**Prompt:** Please copy out the whole passage about Frida Kahlo and Diego Rivera word for word.

**Source passage:**
So what was it that attracted her to Kahlo's story. "When I first saw her work, I was repulsed by it, but drawn to her at the same time," says Hayek, in her perfumed English, over lunch under a canopy at the back of the studios. "Gradually I became enchanted, bewitched by her," she adds. "She has a level of honesty that is too harsh for a lot of people. It makes you very uncomfortable when someone rips herself open and exposes very intimate things with such courage."

The movie, which is now in its last week of shooting, features Alfred Molina as the larger-than-life Diego Rivera, and the film's success or failure will largely depend on capturing the peculiar spirit of the relationship between the two great artists. As Kahlo once confessed to a friend, with her trademark black humour: "I have suffered two grave accidents in my life: the one in which a streetcar ran me over, the other was Diego." Rivera in turn recalled the intensity of the couple's first meeting. "I did not know it then, but Frida had already become the most important fact in my life," he wrote. "And she would continue to be, up to the moment she died, 26 years later."

Grossly overweight, with protruding eyes, droopy lips and greasy, wiry hair, Rivera had already been married twice when Kahlo entered his life. Kahlo's family were appalled when the couple announced their engagement. "They said it was like a marriage between an elephant and a dove," she later wrote.

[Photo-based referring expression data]
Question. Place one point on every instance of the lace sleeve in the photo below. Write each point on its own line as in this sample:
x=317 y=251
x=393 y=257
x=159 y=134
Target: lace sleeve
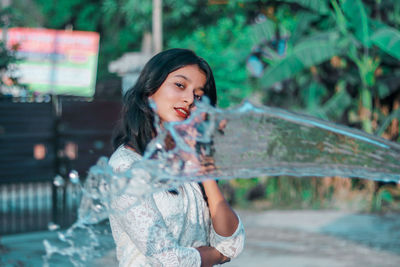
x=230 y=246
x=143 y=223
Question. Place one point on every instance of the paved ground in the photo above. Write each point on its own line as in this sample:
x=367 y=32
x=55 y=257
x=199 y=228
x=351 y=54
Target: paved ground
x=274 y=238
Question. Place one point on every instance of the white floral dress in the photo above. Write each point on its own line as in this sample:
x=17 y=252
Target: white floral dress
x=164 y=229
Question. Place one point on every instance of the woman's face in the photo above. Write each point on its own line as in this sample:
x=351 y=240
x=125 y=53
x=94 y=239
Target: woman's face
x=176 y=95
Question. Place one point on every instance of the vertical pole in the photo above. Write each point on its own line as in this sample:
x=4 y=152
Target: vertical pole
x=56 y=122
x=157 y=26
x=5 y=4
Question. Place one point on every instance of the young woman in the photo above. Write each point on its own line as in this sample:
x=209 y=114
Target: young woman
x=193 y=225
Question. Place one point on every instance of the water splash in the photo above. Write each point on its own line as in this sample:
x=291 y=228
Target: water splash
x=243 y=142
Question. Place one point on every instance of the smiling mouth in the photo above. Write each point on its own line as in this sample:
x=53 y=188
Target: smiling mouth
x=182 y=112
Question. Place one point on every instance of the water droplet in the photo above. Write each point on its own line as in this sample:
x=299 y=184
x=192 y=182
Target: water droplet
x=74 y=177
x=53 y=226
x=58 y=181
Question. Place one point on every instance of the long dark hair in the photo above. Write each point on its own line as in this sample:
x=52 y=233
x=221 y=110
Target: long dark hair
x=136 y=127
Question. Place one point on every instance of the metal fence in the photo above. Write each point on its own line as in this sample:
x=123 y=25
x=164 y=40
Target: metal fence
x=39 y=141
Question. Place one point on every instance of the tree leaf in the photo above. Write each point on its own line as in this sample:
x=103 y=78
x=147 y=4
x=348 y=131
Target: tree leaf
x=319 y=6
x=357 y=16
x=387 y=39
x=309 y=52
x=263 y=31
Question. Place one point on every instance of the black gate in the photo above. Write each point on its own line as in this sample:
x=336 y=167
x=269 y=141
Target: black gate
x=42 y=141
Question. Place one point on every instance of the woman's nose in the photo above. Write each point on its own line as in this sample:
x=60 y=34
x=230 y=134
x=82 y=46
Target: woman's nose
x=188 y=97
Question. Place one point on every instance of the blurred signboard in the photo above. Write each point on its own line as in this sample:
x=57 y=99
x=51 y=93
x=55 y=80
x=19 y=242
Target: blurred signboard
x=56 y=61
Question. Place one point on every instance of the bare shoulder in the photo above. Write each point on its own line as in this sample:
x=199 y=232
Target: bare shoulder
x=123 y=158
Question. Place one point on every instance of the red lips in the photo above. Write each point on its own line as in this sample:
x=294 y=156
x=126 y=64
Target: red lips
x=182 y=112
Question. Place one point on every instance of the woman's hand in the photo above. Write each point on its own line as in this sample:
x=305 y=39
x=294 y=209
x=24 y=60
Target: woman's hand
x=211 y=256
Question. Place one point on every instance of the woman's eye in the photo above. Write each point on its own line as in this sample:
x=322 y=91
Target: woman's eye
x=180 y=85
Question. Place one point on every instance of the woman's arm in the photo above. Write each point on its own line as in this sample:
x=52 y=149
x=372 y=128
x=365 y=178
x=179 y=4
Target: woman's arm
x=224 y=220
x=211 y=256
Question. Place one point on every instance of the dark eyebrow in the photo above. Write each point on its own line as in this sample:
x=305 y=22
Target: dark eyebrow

**Result of this exercise:**
So what was it that attracted her to Kahlo's story. "When I first saw her work, I was repulsed by it, but drawn to her at the same time," says Hayek, in her perfumed English, over lunch under a canopy at the back of the studios. "Gradually I became enchanted, bewitched by her," she adds. "She has a level of honesty that is too harsh for a lot of people. It makes you very uncomfortable when someone rips herself open and exposes very intimate things with such courage."

The movie, which is now in its last week of shooting, features Alfred Molina as the larger-than-life Diego Rivera, and the film's success or failure will largely depend on capturing the peculiar spirit of the relationship between the two great artists. As Kahlo once confessed to a friend, with her trademark black humour: "I have suffered two grave accidents in my life: the one in which a streetcar ran me over, the other was Diego." Rivera in turn recalled the intensity of the couple's first meeting. "I did not know it then, but Frida had already become the most important fact in my life," he wrote. "And she would continue to be, up to the moment she died, 26 years later."

Grossly overweight, with protruding eyes, droopy lips and greasy, wiry hair, Rivera had already been married twice when Kahlo entered his life. Kahlo's family were appalled when the couple announced their engagement. "They said it was like a marriage between an elephant and a dove," she later wrote.